Give back only the lines from the one with "Where can the eyeglasses" through the last line of the data, exactly as they appear.

•••

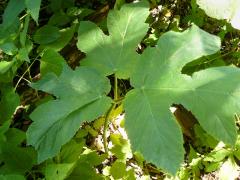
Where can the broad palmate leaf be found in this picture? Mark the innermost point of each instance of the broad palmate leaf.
(81, 96)
(115, 53)
(213, 95)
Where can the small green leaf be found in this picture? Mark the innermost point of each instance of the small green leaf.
(71, 151)
(51, 61)
(9, 100)
(118, 170)
(9, 48)
(65, 36)
(229, 170)
(13, 9)
(46, 34)
(224, 9)
(5, 66)
(11, 154)
(58, 171)
(33, 7)
(12, 177)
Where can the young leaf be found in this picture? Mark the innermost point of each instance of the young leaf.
(14, 8)
(212, 95)
(51, 61)
(81, 96)
(33, 7)
(46, 34)
(9, 100)
(115, 53)
(65, 36)
(58, 171)
(224, 9)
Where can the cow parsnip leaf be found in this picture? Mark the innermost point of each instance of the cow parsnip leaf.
(222, 9)
(81, 96)
(212, 95)
(115, 53)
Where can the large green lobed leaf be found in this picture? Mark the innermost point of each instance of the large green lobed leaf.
(115, 53)
(81, 96)
(213, 95)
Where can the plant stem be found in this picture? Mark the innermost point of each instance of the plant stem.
(109, 113)
(115, 88)
(105, 128)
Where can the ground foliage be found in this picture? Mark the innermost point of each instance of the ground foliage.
(119, 89)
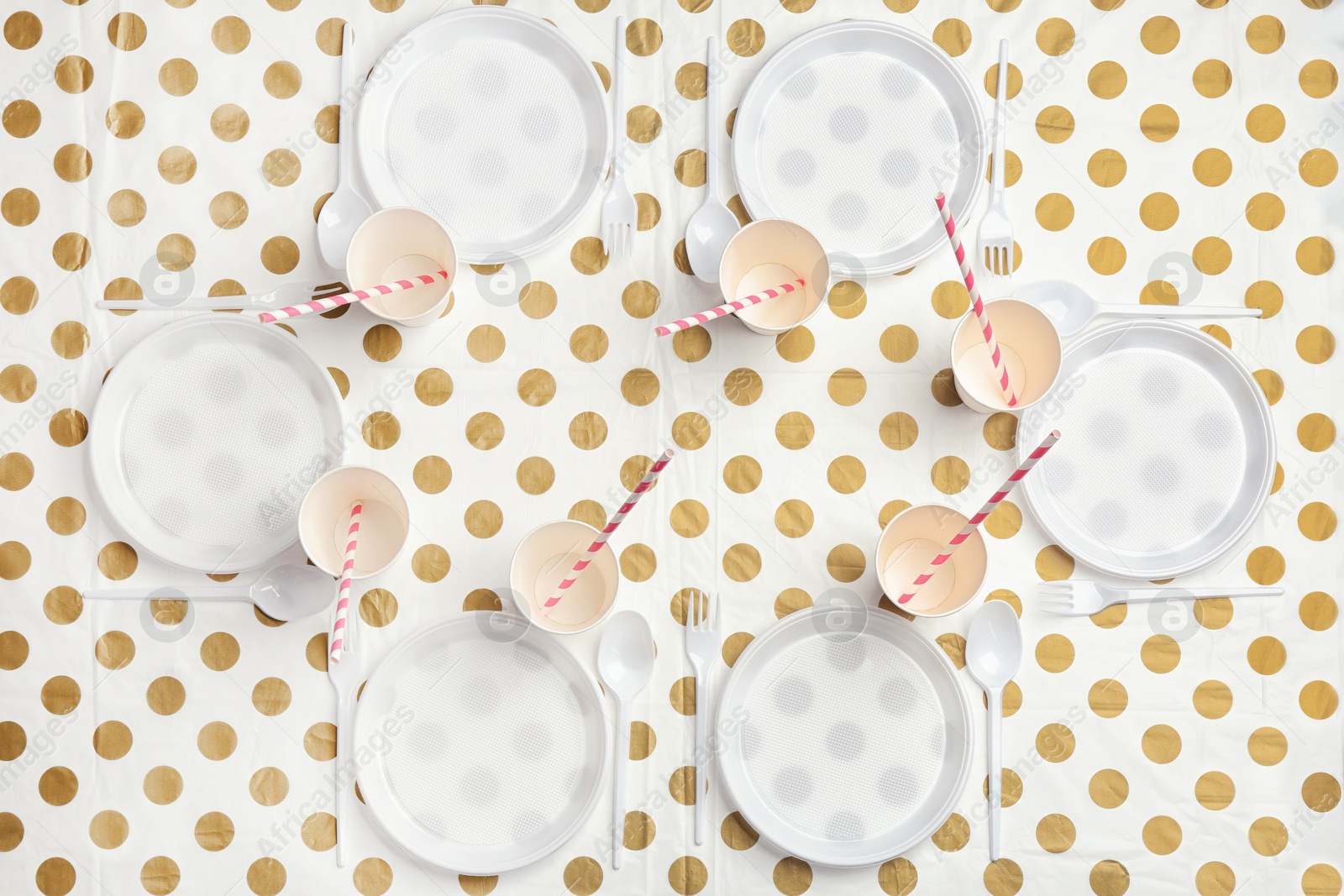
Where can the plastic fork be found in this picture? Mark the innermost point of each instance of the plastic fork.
(279, 297)
(620, 212)
(1084, 598)
(702, 647)
(344, 678)
(995, 228)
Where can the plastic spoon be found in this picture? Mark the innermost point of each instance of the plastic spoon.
(344, 210)
(712, 224)
(625, 663)
(1072, 309)
(994, 654)
(284, 593)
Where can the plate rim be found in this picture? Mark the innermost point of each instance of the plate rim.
(104, 456)
(375, 794)
(1032, 486)
(766, 642)
(958, 74)
(365, 123)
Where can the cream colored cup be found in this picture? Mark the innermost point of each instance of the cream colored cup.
(916, 537)
(324, 520)
(396, 244)
(769, 253)
(1028, 344)
(544, 558)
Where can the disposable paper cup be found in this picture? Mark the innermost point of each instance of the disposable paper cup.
(324, 520)
(916, 537)
(396, 244)
(544, 558)
(769, 253)
(1028, 344)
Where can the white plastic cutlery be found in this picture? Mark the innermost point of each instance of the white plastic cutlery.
(702, 647)
(712, 224)
(344, 210)
(995, 228)
(994, 654)
(1072, 309)
(625, 663)
(620, 212)
(1084, 598)
(279, 297)
(284, 593)
(344, 678)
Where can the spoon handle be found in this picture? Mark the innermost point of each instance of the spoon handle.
(995, 748)
(1176, 311)
(346, 128)
(711, 120)
(1175, 593)
(344, 755)
(197, 593)
(622, 758)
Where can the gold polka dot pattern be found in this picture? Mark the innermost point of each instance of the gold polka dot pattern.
(1159, 156)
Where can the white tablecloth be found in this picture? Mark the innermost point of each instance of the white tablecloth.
(1162, 754)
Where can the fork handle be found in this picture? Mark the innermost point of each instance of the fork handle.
(186, 593)
(1176, 593)
(233, 302)
(702, 754)
(618, 98)
(1176, 311)
(1000, 114)
(344, 754)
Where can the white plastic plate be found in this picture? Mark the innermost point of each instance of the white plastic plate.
(1166, 453)
(846, 735)
(490, 120)
(850, 130)
(486, 741)
(205, 438)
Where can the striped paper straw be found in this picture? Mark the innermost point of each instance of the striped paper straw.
(736, 305)
(974, 301)
(645, 484)
(346, 575)
(346, 298)
(974, 523)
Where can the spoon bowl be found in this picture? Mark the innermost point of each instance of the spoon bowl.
(625, 663)
(625, 654)
(994, 656)
(286, 593)
(712, 224)
(707, 235)
(340, 217)
(994, 645)
(344, 210)
(292, 591)
(1070, 308)
(1063, 302)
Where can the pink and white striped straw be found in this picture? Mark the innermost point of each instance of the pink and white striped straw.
(727, 308)
(1000, 369)
(347, 298)
(338, 640)
(974, 523)
(645, 484)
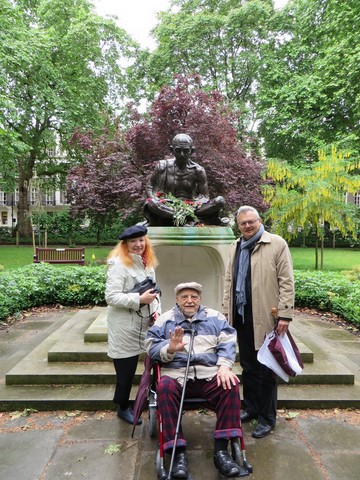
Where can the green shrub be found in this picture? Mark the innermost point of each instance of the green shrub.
(331, 291)
(44, 284)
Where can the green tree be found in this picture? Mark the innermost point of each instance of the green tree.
(306, 198)
(59, 68)
(218, 40)
(309, 90)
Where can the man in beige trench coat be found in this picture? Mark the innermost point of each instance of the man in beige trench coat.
(259, 281)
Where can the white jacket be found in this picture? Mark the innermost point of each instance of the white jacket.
(127, 325)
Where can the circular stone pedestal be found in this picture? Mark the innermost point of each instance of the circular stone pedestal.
(191, 254)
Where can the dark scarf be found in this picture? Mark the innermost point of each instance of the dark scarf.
(243, 267)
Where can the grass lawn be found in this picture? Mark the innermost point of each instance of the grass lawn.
(303, 258)
(15, 257)
(337, 259)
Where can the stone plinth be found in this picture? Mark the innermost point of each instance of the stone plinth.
(186, 254)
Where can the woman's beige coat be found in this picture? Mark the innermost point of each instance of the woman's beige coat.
(127, 325)
(272, 284)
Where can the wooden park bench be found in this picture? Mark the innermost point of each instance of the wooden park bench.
(60, 255)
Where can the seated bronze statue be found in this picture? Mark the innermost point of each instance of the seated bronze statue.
(182, 178)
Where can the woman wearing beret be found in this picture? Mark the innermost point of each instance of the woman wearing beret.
(129, 263)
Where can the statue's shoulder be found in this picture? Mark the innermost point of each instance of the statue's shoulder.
(197, 167)
(165, 163)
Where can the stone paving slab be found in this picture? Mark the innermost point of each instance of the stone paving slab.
(95, 445)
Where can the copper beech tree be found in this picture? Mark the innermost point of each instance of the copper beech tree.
(111, 180)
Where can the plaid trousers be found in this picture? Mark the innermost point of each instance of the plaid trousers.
(225, 403)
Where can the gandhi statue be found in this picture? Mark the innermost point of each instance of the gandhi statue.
(184, 179)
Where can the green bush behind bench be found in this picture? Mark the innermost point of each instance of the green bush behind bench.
(44, 284)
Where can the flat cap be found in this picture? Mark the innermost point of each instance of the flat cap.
(133, 232)
(190, 285)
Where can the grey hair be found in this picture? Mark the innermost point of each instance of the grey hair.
(246, 208)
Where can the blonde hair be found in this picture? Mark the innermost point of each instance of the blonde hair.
(121, 250)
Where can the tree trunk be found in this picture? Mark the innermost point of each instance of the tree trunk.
(322, 254)
(26, 171)
(24, 222)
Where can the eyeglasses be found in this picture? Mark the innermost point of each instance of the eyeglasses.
(249, 222)
(193, 297)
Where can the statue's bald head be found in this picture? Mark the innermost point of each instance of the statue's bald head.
(182, 139)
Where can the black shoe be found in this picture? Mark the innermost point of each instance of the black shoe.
(127, 415)
(246, 417)
(180, 466)
(262, 430)
(225, 464)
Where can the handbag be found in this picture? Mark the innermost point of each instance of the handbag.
(286, 353)
(281, 354)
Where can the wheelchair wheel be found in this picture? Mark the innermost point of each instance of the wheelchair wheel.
(152, 422)
(160, 469)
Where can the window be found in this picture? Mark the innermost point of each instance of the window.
(34, 194)
(63, 199)
(3, 198)
(49, 198)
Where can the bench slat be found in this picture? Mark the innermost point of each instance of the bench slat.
(60, 255)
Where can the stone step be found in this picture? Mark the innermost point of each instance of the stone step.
(99, 397)
(34, 370)
(65, 371)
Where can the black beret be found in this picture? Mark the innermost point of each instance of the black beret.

•••

◆ Result below
Where can the eyeglasses be found in this picture? Mark the innermost point of each instance of the eyeglasses.
(249, 222)
(193, 297)
Where can the statue's bald head be found in this picture? Mark the innermost point of each instance of the statue's bald head.
(182, 139)
Where can the black shoe be found in this picture? Mark the innermost point of each instance of the black shoe.
(127, 415)
(246, 417)
(180, 466)
(262, 430)
(225, 464)
Where can the handbag be found in this picture? Mark the innermost point of each instance of the handbag.
(286, 353)
(281, 354)
Where can the wheelchair wheel be found in this picture? Mark the innermost point of each instance of the wheelchair wheel.
(152, 422)
(160, 469)
Where can the window be found in this picture? Mark the innermost point of each instance of the window.
(34, 194)
(63, 199)
(3, 198)
(49, 198)
Where can the bench slat be found in this picture? Mark the innermost point of each instance of the bench slat.
(60, 255)
Where can the stone step be found in this picture? Mark the innermost point of each instance of the stone step.
(99, 397)
(34, 370)
(65, 371)
Where can the black beret be found in this picture? Mark the innermost point of each instance of the black beret.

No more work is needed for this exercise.